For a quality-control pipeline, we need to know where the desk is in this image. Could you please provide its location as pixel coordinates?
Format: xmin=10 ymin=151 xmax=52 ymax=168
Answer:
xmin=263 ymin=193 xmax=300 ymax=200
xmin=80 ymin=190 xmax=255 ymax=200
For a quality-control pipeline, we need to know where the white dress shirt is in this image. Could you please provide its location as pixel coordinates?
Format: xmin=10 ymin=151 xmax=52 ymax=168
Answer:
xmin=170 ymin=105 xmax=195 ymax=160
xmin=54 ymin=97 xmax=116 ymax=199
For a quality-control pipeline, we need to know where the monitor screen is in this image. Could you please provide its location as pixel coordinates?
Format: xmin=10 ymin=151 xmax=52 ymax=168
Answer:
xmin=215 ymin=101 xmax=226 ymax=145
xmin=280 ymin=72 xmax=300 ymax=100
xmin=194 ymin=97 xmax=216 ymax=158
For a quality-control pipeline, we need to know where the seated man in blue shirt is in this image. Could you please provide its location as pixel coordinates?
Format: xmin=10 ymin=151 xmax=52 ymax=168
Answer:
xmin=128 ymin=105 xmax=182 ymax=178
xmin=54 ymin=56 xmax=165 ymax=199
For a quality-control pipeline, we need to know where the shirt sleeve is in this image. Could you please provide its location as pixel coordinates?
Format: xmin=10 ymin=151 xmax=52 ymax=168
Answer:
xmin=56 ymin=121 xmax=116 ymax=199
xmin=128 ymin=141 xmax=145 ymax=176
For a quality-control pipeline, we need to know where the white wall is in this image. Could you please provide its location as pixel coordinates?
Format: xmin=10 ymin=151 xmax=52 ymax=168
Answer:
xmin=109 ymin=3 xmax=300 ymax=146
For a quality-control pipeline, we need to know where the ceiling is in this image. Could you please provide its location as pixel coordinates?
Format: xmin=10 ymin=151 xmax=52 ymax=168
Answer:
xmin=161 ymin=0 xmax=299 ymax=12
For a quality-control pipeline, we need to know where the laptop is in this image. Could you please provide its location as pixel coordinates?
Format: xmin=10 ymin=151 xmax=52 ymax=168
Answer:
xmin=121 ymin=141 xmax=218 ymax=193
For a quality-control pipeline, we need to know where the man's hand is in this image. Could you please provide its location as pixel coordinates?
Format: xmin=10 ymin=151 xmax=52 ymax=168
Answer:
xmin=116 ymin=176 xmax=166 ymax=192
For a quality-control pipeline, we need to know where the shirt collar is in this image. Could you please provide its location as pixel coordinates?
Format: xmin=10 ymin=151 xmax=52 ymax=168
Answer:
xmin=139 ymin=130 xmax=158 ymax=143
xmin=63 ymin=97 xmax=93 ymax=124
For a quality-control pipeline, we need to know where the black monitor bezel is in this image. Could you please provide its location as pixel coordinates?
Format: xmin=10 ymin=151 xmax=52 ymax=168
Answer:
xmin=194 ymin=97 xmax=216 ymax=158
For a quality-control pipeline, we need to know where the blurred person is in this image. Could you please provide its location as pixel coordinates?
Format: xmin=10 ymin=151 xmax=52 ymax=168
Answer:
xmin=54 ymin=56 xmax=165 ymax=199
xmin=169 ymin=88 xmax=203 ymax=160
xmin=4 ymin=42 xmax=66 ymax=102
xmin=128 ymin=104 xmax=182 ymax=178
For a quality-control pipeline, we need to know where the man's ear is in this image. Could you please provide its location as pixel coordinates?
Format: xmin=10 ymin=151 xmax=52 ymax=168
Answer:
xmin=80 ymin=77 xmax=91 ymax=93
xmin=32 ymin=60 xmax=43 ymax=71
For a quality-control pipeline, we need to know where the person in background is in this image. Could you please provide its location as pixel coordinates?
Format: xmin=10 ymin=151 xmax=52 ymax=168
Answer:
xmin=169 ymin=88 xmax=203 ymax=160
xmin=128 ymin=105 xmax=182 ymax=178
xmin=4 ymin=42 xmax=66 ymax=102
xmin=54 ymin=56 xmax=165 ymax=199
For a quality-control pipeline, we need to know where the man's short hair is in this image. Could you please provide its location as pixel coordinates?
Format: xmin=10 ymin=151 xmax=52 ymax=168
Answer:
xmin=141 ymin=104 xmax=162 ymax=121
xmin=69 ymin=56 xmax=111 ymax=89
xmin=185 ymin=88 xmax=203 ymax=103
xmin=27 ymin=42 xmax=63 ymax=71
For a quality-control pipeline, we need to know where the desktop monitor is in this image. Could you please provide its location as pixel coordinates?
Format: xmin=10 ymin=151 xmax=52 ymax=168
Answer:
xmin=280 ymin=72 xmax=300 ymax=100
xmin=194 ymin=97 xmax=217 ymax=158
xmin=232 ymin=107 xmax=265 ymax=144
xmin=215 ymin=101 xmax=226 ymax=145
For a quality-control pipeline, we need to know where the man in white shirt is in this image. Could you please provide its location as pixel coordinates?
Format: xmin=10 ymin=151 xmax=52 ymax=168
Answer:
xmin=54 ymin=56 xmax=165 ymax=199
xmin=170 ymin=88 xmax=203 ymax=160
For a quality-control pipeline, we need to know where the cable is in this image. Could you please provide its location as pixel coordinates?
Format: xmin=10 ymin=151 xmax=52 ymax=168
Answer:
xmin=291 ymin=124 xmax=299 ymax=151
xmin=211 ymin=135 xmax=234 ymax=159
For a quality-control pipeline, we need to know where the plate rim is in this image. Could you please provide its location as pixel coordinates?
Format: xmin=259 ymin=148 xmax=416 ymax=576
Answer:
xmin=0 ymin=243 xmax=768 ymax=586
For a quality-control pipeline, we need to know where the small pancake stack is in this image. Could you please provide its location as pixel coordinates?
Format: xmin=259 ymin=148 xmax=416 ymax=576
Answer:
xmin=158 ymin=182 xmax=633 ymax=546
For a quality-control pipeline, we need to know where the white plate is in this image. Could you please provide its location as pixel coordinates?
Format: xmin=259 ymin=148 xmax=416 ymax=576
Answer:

- _REQUIREMENTS_
Rewrite every line of the data above as a numbered list, leaving out any blank lines.

- _COMPLETE RESPONSE_
1. For a quality-control pipeline, we need to know where the desk is in this image. Could you please provide its location as pixel coordinates?
2. Format: xmin=10 ymin=151 xmax=52 ymax=168
3. Answer:
4. xmin=263 ymin=193 xmax=300 ymax=200
5. xmin=80 ymin=190 xmax=255 ymax=200
6. For a quality-control pipeline, we need to know where the white dress shirt is in this image. Could you please provide its location as pixel coordinates?
7. Format: xmin=10 ymin=151 xmax=52 ymax=168
8. Answer:
9. xmin=170 ymin=105 xmax=195 ymax=160
10. xmin=54 ymin=97 xmax=116 ymax=199
11. For a quality-control pipeline, we need to know where the monitor screen is in this image. Could you please provide its location as pixel coordinates?
12. Format: xmin=10 ymin=151 xmax=52 ymax=168
13. Answer:
14. xmin=215 ymin=101 xmax=226 ymax=145
15. xmin=280 ymin=72 xmax=300 ymax=100
16. xmin=194 ymin=97 xmax=216 ymax=158
17. For a quality-control pipeline, we need to know where the seated man in blue shirt is in this image. Could you please provide its location as pixel coordinates?
18. Format: xmin=10 ymin=151 xmax=52 ymax=168
19. Answer:
20. xmin=128 ymin=105 xmax=182 ymax=178
21. xmin=54 ymin=56 xmax=165 ymax=199
22. For a quality-control pipeline, we need to know where the shirt sleeve is in this image. Could you please provide its location as pixel coordinates?
23. Format: xmin=10 ymin=151 xmax=52 ymax=168
24. Answer:
25. xmin=56 ymin=121 xmax=116 ymax=199
26. xmin=128 ymin=141 xmax=145 ymax=176
27. For a quality-control pipeline, we need to know where the white wall is in this image. Could you please provide its location as pixel coordinates?
28. Format: xmin=10 ymin=151 xmax=52 ymax=168
29. Answer:
30. xmin=109 ymin=3 xmax=300 ymax=146
31. For a quality-control pipeline, we need to know where the ceiling is in this image. Could you please provide its location as pixel coordinates?
32. Format: xmin=10 ymin=151 xmax=52 ymax=168
33. Answer:
34. xmin=161 ymin=0 xmax=299 ymax=12
35. For a quality-control pipeline, we need to know where the laptop is in this image. Could you please provide its location as pixel coordinates?
36. Format: xmin=10 ymin=151 xmax=52 ymax=168
37. Answer:
38. xmin=121 ymin=141 xmax=218 ymax=193
39. For a quality-control pipeline, we need to know where the man's hand is in this image. Could you please provide its location as pixel coordinates?
40. Format: xmin=10 ymin=151 xmax=52 ymax=168
41. Answer:
42. xmin=116 ymin=176 xmax=166 ymax=192
43. For a quality-control pipeline, we need to know where the shirt collar is in this image. Could you please provide its location as pixel coordinates?
44. Format: xmin=10 ymin=151 xmax=52 ymax=168
45. Answer:
46. xmin=139 ymin=130 xmax=158 ymax=143
47. xmin=63 ymin=97 xmax=93 ymax=124
48. For a quality-control pipeline, we need to know where the black monitor bezel is in this image. Could you please provide its location as pixel coordinates?
49. Format: xmin=10 ymin=151 xmax=52 ymax=168
50. Answer:
51. xmin=194 ymin=97 xmax=216 ymax=158
52. For a quality-control pipeline, we need to know where the blurred person is in this image. Could you please provide its location as pixel coordinates?
53. Format: xmin=10 ymin=151 xmax=52 ymax=168
54. Answer:
55. xmin=54 ymin=56 xmax=165 ymax=199
56. xmin=169 ymin=88 xmax=203 ymax=160
57. xmin=4 ymin=42 xmax=66 ymax=102
58. xmin=128 ymin=104 xmax=182 ymax=178
59. For a quality-control pipeline, we need to know where the man's ear is in this image. Could you please provide its location as pixel coordinates?
60. Format: xmin=10 ymin=151 xmax=52 ymax=168
61. Answer:
62. xmin=80 ymin=77 xmax=91 ymax=93
63. xmin=32 ymin=60 xmax=43 ymax=71
64. For a quality-control pipeline, we need to know where the person in background is in this image. Could you please provide its location as pixel coordinates?
65. Format: xmin=10 ymin=151 xmax=52 ymax=168
66. Answer:
67. xmin=169 ymin=88 xmax=203 ymax=160
68. xmin=128 ymin=105 xmax=182 ymax=178
69. xmin=4 ymin=42 xmax=66 ymax=102
70. xmin=54 ymin=56 xmax=165 ymax=199
71. For a quality-control pipeline, we need to know where the man's short hair is in this image. Could you please provide its location as pixel coordinates?
72. Format: xmin=10 ymin=151 xmax=52 ymax=168
73. Answer:
74. xmin=141 ymin=104 xmax=162 ymax=121
75. xmin=69 ymin=56 xmax=111 ymax=89
76. xmin=185 ymin=88 xmax=203 ymax=103
77. xmin=27 ymin=42 xmax=63 ymax=71
78. For a quality-control pipeline, we need to know where the desktop monitor is in this image. Could you please provide its location as pixel coordinates?
79. Format: xmin=10 ymin=151 xmax=52 ymax=168
80. Answer:
81. xmin=280 ymin=72 xmax=300 ymax=100
82. xmin=194 ymin=97 xmax=217 ymax=158
83. xmin=232 ymin=107 xmax=265 ymax=144
84. xmin=215 ymin=101 xmax=226 ymax=145
85. For a quality-control pipeline, we need to know where the man in white shirt is in this image. Could you please provide its location as pixel coordinates?
86. Format: xmin=10 ymin=151 xmax=52 ymax=168
87. Answer:
88. xmin=54 ymin=56 xmax=165 ymax=199
89. xmin=170 ymin=88 xmax=203 ymax=160
90. For a quality-control pipeline, we need to know where the cable is in this image. Could you please provide its location as pixel coordinates?
91. Format: xmin=10 ymin=151 xmax=52 ymax=168
92. Answer:
93. xmin=291 ymin=124 xmax=299 ymax=151
94. xmin=211 ymin=135 xmax=234 ymax=159
95. For a quality-control pipeline, we need to know where the plate rim is in this image. Could you please provide its location as pixel coordinates?
96. Format: xmin=259 ymin=148 xmax=416 ymax=576
97. Answer:
98. xmin=0 ymin=243 xmax=768 ymax=586
99. For a quality-control pipeline, we need to know where the small pancake stack is in this image. Could you please provide its location as pixel coordinates?
100. Format: xmin=259 ymin=148 xmax=416 ymax=576
101. Answer:
102. xmin=158 ymin=182 xmax=633 ymax=546
103. For a quality-control pipeline, we need to know where the white plate is in this image. Could you please provide its location as pixel coordinates?
104. Format: xmin=259 ymin=148 xmax=416 ymax=576
105. Answer:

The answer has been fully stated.